## What you are asked to do:
From the figure captions on crc complementation and nectary phenotypes, reproduce verbatim the passage that opens with the words containing "Nectary Phenotypes in" and closes with "their leaf-like character.".

## Excerpt to read:
Complementation of the crc Mutant Phenotype. As compared with wild-type fruits (A), the composite construct EDCBA≫CRC fully complements the carpel defects of crc mutants (D). EA≫CRC partially complements crc carpel defects, with carpel fusion restored, but carpel (fruit) growth only partially restored (C). By contrast, CA≫CRC fails to complement crc (B), with the transgenic lines resembling crc mutants (E). Stamens are identified as medial (m) and lateral (l). Nectary glands are found at the abaxial bases of all stamens in wild-type flowers (A). Both the EA≫CRC and EDCBA≫CRC transgenes are able to rescue lateral nectaries, although medial nectaries are rarely present ([C] and [D]). By contrast, the CA≫CRC transgene is unable to rescue nectary development (B) (compare with crc-1 mutants in [E]).

Figure 4.

Nectary Phenotypes in Genotypes Lacking Combinations of MADS Box Gene Activity. (A) to (D) Flower phenotypes. (A) The wild type. (B) sep1-1 sep2-1 sep3-2. (C) ap2-2 pi-1 ag-1 shp1-1 shp2-1. (D) ap2-2 sep1-1 sep2-1 sep3-2. (E) to (J) Nectary phenotypes. (E) The wild type. Stomata and cuticular patterning characteristic of nectary morphology are visible in the inset. (F) shp1-1 shp2-1. (G) ap2-2 sep1-1 sep2-1 sep3-2. (H) sep1-1 sep2-1 sep3-2. (I) ap2-2 pi-1 ag-1 shp1-1 shp2-1. No cuticular patterning characteristic of nectaries is visible on the pedicel (inset). (J) ap2-2 pi-1 ag-1. Nectaries are present in wild-type, shp1 shp2, and ap2 pi ag flowers (arrows) but are lacking in the other genotypes. The slender outgrowths in ap2 sep1 sep2 sep3 and ap2 pi ag shp1 shp2 flowers are stipules that develop at the base of the floral organs because of their leaf-like character.

## Information given:
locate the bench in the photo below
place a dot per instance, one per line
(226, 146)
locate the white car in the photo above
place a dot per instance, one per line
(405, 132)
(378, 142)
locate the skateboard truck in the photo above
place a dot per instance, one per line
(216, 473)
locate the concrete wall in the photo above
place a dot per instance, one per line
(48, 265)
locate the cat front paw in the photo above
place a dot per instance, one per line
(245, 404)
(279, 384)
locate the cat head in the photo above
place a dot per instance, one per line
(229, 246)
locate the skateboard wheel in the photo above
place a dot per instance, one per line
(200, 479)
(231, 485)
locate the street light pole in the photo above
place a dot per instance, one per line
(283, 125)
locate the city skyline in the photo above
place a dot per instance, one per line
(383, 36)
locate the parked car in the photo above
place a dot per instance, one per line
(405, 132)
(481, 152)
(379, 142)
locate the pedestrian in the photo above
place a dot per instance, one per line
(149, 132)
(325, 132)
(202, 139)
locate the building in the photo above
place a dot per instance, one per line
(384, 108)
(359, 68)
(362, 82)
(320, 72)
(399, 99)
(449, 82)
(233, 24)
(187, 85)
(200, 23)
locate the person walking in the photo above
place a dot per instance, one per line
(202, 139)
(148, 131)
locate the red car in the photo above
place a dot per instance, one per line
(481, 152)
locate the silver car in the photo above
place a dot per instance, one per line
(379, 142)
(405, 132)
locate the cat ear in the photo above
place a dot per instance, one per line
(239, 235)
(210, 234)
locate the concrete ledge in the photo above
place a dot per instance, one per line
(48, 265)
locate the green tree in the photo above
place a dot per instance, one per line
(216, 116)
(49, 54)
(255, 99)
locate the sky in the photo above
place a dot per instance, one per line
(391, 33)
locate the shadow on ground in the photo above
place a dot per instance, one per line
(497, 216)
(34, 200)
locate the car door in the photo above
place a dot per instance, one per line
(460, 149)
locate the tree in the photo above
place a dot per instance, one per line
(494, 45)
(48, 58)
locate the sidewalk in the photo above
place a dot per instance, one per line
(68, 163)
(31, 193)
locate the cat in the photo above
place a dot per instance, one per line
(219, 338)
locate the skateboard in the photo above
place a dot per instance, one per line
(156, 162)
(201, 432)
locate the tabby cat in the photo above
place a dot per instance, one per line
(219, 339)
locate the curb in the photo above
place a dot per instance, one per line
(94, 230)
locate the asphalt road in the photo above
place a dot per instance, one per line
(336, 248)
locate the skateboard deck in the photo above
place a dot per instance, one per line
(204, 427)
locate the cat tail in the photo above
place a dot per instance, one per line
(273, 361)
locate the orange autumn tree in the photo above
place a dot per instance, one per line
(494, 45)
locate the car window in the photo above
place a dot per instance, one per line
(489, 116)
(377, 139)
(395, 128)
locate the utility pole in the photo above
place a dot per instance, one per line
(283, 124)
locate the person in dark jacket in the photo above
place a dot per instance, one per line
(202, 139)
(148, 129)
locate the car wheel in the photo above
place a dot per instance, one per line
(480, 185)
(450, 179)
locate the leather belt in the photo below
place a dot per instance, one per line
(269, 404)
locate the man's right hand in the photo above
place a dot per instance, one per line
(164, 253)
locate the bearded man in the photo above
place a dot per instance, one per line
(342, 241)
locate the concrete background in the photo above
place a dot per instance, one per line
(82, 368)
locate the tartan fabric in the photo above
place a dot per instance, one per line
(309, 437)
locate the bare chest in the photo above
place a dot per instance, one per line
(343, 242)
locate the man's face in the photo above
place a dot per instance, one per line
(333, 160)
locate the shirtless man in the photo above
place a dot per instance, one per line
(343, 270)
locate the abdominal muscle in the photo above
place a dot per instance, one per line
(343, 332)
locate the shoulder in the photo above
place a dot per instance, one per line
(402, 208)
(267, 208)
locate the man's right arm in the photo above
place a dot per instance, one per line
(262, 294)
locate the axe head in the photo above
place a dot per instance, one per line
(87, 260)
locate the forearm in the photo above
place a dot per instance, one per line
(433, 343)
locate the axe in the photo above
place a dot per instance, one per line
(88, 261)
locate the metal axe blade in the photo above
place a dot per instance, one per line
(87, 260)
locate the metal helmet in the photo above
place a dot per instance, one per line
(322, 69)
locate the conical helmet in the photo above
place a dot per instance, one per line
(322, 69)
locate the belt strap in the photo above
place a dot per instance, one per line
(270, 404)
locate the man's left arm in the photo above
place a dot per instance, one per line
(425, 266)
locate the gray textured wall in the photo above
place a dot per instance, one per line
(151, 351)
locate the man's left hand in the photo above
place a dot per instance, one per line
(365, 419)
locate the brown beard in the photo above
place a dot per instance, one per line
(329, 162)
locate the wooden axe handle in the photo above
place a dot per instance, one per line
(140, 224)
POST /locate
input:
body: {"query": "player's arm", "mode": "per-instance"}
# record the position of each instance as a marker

## Answer section:
Nectary Phenotypes in Genotypes Lacking Combinations of MADS Box Gene Activity. (A) to (D) Flower phenotypes. (A) The wild type. (B) sep1-1 sep2-1 sep3-2. (C) ap2-2 pi-1 ag-1 shp1-1 shp2-1. (D) ap2-2 sep1-1 sep2-1 sep3-2. (E) to (J) Nectary phenotypes. (E) The wild type. Stomata and cuticular patterning characteristic of nectary morphology are visible in the inset. (F) shp1-1 shp2-1. (G) ap2-2 sep1-1 sep2-1 sep3-2. (H) sep1-1 sep2-1 sep3-2. (I) ap2-2 pi-1 ag-1 shp1-1 shp2-1. No cuticular patterning characteristic of nectaries is visible on the pedicel (inset). (J) ap2-2 pi-1 ag-1. Nectaries are present in wild-type, shp1 shp2, and ap2 pi ag flowers (arrows) but are lacking in the other genotypes. The slender outgrowths in ap2 sep1 sep2 sep3 and ap2 pi ag shp1 shp2 flowers are stipules that develop at the base of the floral organs because of their leaf-like character.